→ Exercise directions
What do the entries below say? Restate them word for word.

(Stored data entries)
++++
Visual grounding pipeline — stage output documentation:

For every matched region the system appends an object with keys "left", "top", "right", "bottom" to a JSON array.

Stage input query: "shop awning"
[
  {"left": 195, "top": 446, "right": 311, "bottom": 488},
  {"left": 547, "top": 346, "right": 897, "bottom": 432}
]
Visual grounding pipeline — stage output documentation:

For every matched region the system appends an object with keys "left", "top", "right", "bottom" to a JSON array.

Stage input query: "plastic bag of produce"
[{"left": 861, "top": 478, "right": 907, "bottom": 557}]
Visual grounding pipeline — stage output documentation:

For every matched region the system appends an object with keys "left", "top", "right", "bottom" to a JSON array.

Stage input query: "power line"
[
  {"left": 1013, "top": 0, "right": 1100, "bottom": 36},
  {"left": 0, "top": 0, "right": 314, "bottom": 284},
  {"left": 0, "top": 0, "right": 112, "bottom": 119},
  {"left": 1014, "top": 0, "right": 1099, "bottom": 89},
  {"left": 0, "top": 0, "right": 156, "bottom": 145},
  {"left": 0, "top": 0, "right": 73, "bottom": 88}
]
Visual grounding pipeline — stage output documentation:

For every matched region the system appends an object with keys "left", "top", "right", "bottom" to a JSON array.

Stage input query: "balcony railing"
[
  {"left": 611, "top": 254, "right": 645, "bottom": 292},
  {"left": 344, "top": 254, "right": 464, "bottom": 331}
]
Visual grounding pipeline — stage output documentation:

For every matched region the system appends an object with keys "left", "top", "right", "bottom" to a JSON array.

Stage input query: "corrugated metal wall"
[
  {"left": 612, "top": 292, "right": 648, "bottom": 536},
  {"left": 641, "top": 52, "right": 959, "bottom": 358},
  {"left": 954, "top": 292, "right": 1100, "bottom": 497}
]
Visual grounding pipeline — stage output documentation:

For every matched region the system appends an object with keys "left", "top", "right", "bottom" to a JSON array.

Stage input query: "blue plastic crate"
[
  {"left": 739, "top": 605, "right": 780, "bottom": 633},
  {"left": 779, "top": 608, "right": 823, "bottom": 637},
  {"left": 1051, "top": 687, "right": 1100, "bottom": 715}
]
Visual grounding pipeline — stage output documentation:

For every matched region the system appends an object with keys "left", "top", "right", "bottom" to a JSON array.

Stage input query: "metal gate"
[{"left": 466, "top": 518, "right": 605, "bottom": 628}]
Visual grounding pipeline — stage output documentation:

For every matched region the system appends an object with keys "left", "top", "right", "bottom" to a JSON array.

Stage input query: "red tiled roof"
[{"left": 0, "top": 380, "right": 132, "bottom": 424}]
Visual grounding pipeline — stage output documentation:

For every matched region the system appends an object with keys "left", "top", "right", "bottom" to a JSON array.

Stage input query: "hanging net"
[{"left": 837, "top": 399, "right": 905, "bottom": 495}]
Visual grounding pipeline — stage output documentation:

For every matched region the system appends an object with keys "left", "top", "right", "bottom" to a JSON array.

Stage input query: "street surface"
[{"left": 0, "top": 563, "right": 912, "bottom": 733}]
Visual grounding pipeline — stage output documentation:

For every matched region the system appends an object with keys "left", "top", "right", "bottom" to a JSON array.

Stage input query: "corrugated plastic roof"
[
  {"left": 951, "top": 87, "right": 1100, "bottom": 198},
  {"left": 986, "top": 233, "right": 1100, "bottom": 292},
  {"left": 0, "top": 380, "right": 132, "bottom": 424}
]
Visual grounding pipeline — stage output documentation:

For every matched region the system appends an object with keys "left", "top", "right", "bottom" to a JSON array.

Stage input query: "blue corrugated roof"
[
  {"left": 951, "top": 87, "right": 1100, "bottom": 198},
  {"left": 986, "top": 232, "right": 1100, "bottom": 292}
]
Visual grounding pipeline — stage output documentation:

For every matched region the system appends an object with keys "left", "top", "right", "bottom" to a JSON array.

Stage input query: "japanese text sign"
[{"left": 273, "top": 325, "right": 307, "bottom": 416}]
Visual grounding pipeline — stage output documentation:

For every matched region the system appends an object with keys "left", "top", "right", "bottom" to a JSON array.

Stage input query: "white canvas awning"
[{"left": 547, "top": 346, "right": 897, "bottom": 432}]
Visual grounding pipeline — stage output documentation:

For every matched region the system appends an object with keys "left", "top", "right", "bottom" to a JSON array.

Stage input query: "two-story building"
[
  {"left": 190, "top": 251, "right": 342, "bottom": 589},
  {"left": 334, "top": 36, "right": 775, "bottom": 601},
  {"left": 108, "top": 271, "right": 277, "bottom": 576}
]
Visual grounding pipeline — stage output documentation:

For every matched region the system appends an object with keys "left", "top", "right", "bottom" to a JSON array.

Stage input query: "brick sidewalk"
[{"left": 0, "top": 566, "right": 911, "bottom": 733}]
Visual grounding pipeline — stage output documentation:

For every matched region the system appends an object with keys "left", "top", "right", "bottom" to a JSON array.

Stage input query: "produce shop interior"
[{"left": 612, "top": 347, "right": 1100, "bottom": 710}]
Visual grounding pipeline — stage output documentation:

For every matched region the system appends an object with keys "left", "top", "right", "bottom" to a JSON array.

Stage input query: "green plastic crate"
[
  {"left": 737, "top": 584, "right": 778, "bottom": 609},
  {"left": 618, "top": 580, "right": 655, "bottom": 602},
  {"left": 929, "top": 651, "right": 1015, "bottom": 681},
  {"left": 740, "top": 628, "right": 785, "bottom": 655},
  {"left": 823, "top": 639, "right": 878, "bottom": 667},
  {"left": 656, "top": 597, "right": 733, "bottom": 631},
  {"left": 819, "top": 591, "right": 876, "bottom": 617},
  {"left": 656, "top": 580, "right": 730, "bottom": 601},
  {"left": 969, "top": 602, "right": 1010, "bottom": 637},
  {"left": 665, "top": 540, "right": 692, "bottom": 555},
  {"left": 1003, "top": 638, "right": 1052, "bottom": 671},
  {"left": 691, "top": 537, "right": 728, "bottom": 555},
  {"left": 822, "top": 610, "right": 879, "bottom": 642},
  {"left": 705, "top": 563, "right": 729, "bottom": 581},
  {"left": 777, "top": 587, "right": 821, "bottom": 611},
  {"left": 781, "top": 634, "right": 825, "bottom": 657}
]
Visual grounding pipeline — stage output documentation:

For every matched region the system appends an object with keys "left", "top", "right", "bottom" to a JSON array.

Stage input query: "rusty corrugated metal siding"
++++
→ Answer to the problem
Visual grounding pipeline — stage output documentation:

For every matched region the system appends an object with keys "left", "top", "right", "bottom" to a JSON array.

Stage input query: "shop awning"
[
  {"left": 195, "top": 446, "right": 311, "bottom": 488},
  {"left": 547, "top": 346, "right": 897, "bottom": 432}
]
Visual grounding pipeline — stage output documentation:

For every matched region the system appends an object with keys "left", "top", "right", "bottom" to a JSON array.

Stage input query: "plastic bag of produce"
[{"left": 861, "top": 478, "right": 907, "bottom": 557}]
Visual grounding pipeline — stage output documentation:

For every matched region the system appends an object with keys "left", "top", "right", "bottom" to a JSON array.

Stage input query: "power line"
[
  {"left": 1013, "top": 0, "right": 1100, "bottom": 36},
  {"left": 0, "top": 0, "right": 314, "bottom": 284},
  {"left": 0, "top": 0, "right": 112, "bottom": 119},
  {"left": 1014, "top": 0, "right": 1099, "bottom": 89},
  {"left": 0, "top": 0, "right": 156, "bottom": 145},
  {"left": 0, "top": 0, "right": 73, "bottom": 88}
]
Visual grounding pipeline — stage output documentation:

For every matched region the system appends an object with keys "left", "top", "right", "bottom" to a JSON array.

Stage input query: "balcony railing"
[
  {"left": 611, "top": 254, "right": 645, "bottom": 292},
  {"left": 344, "top": 254, "right": 464, "bottom": 331}
]
Visual grounding pipeline — stage output documentation:

For every matched region the system appends an object with keys "left", "top", "right", "bottom" to a JSON array.

Stage input query: "corrugated metal wall"
[
  {"left": 612, "top": 292, "right": 648, "bottom": 536},
  {"left": 641, "top": 52, "right": 959, "bottom": 358},
  {"left": 954, "top": 292, "right": 1100, "bottom": 497}
]
Visual grounding pipeline — stage output documentation:

For every matched region the system appends an object with keys "left", "top", "right", "bottom" to a JSON array.

Stage input query: "blue plastic crate"
[
  {"left": 739, "top": 605, "right": 780, "bottom": 633},
  {"left": 779, "top": 608, "right": 823, "bottom": 637},
  {"left": 1051, "top": 687, "right": 1100, "bottom": 715}
]
Visual grounding pipeline — stage output documentation:

For every matched region the system appends an object with keys "left", "top", "right", "bottom" to a JSON array.

Stage input query: "metal gate"
[{"left": 466, "top": 518, "right": 605, "bottom": 628}]
Visual grounding pipeline — stage output documentation:

For every matched region the system appends an object with keys "left", "top", "right", "bottom" to a JSON array.

Stage input query: "red tiled roof"
[{"left": 0, "top": 380, "right": 132, "bottom": 424}]
Visual grounding pipeline — stage output documentation:

For every matched region the system appends an object with keys "left", "top", "right", "bottom" to a JSON array.

Stage input query: "hanging net"
[{"left": 837, "top": 399, "right": 905, "bottom": 495}]
Visual grounding pipeline — stage output documentation:

For every matched region the system appends an object with keys "left", "top", "right", "bottom" to a JSON array.

Stage input query: "street surface"
[{"left": 0, "top": 563, "right": 912, "bottom": 733}]
Visual grounding pipeline — stage output documentation:

For every matched region the system appends an object with keys "left", "top", "right", "bottom" to a JSON array.

Stage input query: "corrugated plastic roof"
[
  {"left": 951, "top": 87, "right": 1100, "bottom": 198},
  {"left": 986, "top": 233, "right": 1100, "bottom": 292},
  {"left": 0, "top": 380, "right": 132, "bottom": 424}
]
Visual grounding pipeline — stage output documentation:

For every matched region the system appends an object with keys "left", "top", "right", "bottom" to a JSON array.

Stage input query: "blue corrugated roof"
[
  {"left": 951, "top": 87, "right": 1100, "bottom": 198},
  {"left": 986, "top": 232, "right": 1100, "bottom": 292}
]
Visual grounding pipeline — stage output documentation:

For every matched region the system appends an object with keys "left", "top", "right", "bottom" to a JSON array.

Stage input query: "japanese text sign"
[{"left": 273, "top": 325, "right": 307, "bottom": 416}]
Visual grounding pipeline — stage output documentation:

For every matched region the system appends an object with keys "left", "top", "right", "bottom" to a JSON array.

Stage input query: "white canvas awning"
[{"left": 547, "top": 346, "right": 897, "bottom": 432}]
Visual grounding pipeline — stage output documentation:

For every matched region the system appends an object with keys "left", "top", "right", "bottom" to a JSON array.

Stage input query: "two-story building"
[
  {"left": 190, "top": 251, "right": 342, "bottom": 589},
  {"left": 334, "top": 36, "right": 775, "bottom": 601},
  {"left": 108, "top": 271, "right": 277, "bottom": 576}
]
Visual grounding pipeline — stage output documentation:

For every matched region the system appends an object with keys "left", "top", "right", "bottom" to a JSON array.

Stage input query: "brick sidewalk"
[{"left": 0, "top": 566, "right": 911, "bottom": 733}]
Visual grounding pipeline — stage output documentation:

For every matched region the system appends an object with keys "left", "top", "right", "bottom" to a JSON array.

Stage input query: "produce shop interior"
[{"left": 612, "top": 347, "right": 1100, "bottom": 710}]
Visual grounding pipeline — stage output documentation:

For every matched region the system appends an object with keys "left", "top", "right", "bottom" to a JSON array.

Stage input query: "green plastic crate"
[
  {"left": 737, "top": 584, "right": 778, "bottom": 609},
  {"left": 618, "top": 580, "right": 655, "bottom": 602},
  {"left": 929, "top": 651, "right": 1015, "bottom": 681},
  {"left": 740, "top": 628, "right": 785, "bottom": 655},
  {"left": 823, "top": 639, "right": 878, "bottom": 667},
  {"left": 656, "top": 597, "right": 733, "bottom": 631},
  {"left": 819, "top": 591, "right": 876, "bottom": 617},
  {"left": 656, "top": 580, "right": 730, "bottom": 601},
  {"left": 969, "top": 602, "right": 1010, "bottom": 637},
  {"left": 665, "top": 540, "right": 692, "bottom": 555},
  {"left": 1003, "top": 638, "right": 1052, "bottom": 671},
  {"left": 691, "top": 537, "right": 728, "bottom": 555},
  {"left": 822, "top": 610, "right": 879, "bottom": 642},
  {"left": 705, "top": 563, "right": 729, "bottom": 581},
  {"left": 777, "top": 587, "right": 821, "bottom": 611},
  {"left": 781, "top": 634, "right": 825, "bottom": 657}
]
Visual grounding pipeline — stage output documentation:

For every matched region the system appends an object with keys "left", "top", "right", "bottom" to a JSON array.

Stage input query: "rusty corrugated metal siding"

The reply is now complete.